# What needs to be done
Which lines in the entries below contain the word "column"? Copy each of those lines out in full.

──────────

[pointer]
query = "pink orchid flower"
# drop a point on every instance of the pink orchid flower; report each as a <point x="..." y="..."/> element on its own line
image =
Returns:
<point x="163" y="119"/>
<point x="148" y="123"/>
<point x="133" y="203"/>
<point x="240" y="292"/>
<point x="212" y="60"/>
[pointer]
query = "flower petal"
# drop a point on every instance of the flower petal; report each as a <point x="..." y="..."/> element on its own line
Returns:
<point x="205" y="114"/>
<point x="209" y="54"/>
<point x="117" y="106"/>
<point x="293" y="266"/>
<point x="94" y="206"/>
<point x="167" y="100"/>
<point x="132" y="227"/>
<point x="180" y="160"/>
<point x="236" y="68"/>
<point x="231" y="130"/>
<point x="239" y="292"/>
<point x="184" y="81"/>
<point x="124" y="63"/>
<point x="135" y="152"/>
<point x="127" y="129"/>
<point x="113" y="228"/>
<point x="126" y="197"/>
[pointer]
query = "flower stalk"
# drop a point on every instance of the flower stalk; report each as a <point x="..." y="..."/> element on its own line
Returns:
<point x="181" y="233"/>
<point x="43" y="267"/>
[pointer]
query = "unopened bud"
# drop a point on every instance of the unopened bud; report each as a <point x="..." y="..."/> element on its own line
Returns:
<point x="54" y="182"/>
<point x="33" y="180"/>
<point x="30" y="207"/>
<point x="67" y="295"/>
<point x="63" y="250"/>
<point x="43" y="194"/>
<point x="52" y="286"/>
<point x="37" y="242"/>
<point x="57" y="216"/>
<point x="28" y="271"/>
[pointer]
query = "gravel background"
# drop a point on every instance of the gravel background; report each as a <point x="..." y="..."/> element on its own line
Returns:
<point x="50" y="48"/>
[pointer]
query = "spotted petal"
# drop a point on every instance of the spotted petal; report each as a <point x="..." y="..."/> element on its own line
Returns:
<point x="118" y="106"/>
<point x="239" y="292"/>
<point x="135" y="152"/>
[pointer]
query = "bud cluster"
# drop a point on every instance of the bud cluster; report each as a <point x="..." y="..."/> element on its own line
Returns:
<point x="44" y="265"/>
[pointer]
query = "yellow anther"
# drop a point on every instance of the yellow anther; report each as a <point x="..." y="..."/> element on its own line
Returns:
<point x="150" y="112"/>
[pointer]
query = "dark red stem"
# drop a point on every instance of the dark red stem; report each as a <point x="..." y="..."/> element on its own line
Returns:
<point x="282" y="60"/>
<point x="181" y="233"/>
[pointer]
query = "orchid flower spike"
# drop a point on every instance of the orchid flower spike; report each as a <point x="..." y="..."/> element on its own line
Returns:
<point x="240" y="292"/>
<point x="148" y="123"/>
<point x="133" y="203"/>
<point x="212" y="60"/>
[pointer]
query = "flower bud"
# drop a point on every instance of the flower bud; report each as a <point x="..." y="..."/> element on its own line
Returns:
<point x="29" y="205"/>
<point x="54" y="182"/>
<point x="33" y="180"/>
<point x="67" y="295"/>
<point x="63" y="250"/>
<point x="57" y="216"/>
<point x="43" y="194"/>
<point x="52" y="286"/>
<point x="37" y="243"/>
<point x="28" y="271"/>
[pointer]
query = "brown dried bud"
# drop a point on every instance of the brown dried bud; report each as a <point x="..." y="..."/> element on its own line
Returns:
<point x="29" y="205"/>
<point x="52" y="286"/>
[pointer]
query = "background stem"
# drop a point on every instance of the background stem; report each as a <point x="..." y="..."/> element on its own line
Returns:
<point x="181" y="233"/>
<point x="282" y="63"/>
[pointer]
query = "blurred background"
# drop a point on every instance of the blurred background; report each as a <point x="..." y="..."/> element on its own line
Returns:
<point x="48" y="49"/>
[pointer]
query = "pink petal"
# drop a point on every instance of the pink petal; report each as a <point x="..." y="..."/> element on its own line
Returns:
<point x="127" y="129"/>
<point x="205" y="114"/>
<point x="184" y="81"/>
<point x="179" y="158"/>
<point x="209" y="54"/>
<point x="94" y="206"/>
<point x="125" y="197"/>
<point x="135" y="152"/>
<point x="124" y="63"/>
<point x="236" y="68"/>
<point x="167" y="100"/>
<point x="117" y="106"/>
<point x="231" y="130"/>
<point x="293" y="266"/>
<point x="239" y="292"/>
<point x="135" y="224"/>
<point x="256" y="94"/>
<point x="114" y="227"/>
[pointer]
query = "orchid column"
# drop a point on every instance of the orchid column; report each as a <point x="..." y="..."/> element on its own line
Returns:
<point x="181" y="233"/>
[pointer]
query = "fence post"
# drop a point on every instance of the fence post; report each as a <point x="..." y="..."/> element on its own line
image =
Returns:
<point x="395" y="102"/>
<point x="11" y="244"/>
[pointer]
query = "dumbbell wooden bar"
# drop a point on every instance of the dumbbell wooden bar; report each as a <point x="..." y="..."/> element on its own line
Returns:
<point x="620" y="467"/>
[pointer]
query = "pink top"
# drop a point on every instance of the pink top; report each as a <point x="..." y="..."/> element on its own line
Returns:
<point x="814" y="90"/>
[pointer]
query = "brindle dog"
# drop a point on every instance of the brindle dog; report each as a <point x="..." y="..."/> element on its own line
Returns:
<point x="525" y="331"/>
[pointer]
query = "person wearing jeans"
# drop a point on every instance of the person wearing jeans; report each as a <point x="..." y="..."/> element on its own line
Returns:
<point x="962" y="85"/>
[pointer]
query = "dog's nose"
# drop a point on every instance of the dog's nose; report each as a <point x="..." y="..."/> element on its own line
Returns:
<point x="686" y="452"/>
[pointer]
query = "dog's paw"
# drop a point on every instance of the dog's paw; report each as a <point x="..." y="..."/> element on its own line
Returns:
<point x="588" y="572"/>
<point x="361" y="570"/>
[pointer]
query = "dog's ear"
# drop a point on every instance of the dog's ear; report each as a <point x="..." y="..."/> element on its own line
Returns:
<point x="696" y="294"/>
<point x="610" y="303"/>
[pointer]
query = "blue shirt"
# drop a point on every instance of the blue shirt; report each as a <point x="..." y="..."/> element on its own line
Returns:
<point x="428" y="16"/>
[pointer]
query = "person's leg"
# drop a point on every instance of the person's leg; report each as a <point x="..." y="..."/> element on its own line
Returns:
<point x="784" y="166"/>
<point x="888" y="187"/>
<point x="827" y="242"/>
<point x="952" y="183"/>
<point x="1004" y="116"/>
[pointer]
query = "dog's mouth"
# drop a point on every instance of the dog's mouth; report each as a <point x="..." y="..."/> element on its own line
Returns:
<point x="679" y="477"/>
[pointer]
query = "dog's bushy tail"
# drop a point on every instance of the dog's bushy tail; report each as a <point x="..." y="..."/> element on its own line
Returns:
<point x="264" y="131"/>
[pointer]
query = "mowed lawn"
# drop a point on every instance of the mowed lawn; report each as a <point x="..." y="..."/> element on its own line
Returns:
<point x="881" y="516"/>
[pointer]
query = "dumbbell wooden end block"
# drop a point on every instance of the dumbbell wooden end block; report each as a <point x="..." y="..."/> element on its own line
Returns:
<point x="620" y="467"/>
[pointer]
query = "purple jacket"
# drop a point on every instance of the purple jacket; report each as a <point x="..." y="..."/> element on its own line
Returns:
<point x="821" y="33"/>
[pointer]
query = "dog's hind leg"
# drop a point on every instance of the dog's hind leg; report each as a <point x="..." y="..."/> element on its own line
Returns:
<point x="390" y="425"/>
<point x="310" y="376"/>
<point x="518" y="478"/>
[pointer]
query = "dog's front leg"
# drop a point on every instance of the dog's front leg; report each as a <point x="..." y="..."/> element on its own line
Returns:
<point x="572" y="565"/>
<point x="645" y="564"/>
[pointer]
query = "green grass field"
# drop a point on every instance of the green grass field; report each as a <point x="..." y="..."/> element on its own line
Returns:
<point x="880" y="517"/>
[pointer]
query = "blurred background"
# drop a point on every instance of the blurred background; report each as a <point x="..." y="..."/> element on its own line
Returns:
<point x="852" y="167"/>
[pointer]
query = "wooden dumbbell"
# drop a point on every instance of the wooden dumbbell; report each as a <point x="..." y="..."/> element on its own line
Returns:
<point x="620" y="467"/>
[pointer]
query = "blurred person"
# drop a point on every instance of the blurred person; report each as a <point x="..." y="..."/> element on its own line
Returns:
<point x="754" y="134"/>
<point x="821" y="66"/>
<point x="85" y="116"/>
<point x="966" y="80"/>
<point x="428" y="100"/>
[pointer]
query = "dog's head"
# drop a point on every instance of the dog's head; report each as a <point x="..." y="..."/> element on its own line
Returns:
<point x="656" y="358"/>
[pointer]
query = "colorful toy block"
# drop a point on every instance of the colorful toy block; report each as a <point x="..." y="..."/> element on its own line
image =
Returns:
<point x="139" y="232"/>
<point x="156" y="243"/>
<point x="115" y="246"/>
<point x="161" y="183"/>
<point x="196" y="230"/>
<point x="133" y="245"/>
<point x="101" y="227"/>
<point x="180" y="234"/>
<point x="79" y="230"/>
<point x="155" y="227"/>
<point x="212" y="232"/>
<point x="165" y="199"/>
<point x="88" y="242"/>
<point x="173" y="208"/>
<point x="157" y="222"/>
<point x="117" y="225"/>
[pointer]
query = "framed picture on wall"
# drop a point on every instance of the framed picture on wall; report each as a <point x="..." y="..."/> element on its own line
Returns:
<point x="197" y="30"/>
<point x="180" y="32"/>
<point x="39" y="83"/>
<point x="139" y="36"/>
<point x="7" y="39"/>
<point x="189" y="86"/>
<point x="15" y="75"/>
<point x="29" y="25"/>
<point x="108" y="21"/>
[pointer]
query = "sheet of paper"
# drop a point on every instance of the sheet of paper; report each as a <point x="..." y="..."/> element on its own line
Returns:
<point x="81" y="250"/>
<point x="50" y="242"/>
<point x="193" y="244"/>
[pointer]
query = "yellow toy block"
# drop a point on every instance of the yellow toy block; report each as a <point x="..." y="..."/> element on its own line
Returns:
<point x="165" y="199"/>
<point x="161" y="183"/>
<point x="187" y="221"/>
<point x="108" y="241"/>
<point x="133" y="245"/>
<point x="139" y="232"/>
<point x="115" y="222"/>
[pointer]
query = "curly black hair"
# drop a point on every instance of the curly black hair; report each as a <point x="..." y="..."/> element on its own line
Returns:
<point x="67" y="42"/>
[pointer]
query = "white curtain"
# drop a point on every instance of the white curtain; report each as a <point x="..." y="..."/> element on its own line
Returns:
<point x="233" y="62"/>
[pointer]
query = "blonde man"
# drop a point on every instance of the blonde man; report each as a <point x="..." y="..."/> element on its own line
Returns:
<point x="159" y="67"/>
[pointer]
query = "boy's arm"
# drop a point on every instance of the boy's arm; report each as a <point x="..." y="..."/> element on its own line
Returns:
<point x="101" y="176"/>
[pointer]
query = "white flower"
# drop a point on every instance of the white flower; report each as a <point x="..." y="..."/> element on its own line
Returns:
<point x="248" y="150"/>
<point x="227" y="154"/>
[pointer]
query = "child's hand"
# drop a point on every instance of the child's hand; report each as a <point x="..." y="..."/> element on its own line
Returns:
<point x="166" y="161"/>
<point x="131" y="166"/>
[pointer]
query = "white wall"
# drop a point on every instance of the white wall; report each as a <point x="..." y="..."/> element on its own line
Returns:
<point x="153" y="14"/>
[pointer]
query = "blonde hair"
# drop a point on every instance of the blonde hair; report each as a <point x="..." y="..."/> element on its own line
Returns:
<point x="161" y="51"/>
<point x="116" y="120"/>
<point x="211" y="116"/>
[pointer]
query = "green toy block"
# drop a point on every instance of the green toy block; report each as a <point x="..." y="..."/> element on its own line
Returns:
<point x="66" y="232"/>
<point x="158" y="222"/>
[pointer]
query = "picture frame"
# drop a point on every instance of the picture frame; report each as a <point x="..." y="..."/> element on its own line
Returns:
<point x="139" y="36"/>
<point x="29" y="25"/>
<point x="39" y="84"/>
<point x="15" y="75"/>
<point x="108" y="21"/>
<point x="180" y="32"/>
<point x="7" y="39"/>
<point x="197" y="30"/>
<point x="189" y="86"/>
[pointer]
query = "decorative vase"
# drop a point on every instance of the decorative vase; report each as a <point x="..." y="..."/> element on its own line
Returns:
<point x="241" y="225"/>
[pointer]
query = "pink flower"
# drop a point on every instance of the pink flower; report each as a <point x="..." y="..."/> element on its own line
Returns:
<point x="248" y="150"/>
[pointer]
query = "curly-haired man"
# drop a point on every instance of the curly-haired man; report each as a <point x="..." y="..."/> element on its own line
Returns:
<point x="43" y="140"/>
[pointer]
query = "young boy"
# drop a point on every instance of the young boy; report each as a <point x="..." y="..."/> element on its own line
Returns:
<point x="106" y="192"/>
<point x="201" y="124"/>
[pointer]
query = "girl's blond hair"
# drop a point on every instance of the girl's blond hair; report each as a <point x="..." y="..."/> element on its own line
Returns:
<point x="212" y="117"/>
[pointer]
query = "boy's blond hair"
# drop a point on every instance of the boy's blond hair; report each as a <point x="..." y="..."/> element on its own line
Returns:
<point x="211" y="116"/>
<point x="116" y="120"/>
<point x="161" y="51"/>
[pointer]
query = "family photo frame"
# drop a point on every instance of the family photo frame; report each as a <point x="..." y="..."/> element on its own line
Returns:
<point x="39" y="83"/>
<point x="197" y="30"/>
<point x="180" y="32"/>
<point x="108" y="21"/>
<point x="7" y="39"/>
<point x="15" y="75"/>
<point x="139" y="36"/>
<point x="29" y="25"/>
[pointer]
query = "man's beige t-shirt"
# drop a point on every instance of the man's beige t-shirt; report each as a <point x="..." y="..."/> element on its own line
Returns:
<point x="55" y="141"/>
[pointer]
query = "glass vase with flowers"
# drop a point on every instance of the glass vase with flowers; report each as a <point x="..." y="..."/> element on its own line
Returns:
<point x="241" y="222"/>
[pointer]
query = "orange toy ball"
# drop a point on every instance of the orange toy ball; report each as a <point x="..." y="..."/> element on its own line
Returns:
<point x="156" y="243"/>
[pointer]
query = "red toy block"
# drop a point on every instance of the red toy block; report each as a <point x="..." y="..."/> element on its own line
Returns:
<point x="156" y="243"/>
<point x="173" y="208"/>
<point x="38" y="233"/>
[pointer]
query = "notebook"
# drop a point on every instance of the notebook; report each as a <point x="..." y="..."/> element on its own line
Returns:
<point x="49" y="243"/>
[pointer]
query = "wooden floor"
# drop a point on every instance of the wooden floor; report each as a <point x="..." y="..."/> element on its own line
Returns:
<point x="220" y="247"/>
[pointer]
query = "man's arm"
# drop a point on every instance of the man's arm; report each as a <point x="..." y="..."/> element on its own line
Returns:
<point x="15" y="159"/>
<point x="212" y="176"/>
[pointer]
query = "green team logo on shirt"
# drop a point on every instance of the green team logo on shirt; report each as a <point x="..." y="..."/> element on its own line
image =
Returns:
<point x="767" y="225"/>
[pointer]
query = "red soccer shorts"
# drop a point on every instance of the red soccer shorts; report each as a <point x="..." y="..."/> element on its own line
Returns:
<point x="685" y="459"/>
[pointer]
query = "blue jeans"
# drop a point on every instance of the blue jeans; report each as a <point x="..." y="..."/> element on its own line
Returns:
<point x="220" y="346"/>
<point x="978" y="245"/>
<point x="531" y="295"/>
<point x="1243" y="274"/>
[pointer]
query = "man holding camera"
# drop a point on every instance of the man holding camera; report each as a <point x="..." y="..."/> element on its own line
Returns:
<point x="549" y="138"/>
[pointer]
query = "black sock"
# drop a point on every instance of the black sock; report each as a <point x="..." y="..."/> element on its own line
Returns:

──────────

# Exercise solution
query = "orchid column"
# drop a point on every instance of the orchid column; report each as a <point x="..." y="..."/> element on its own line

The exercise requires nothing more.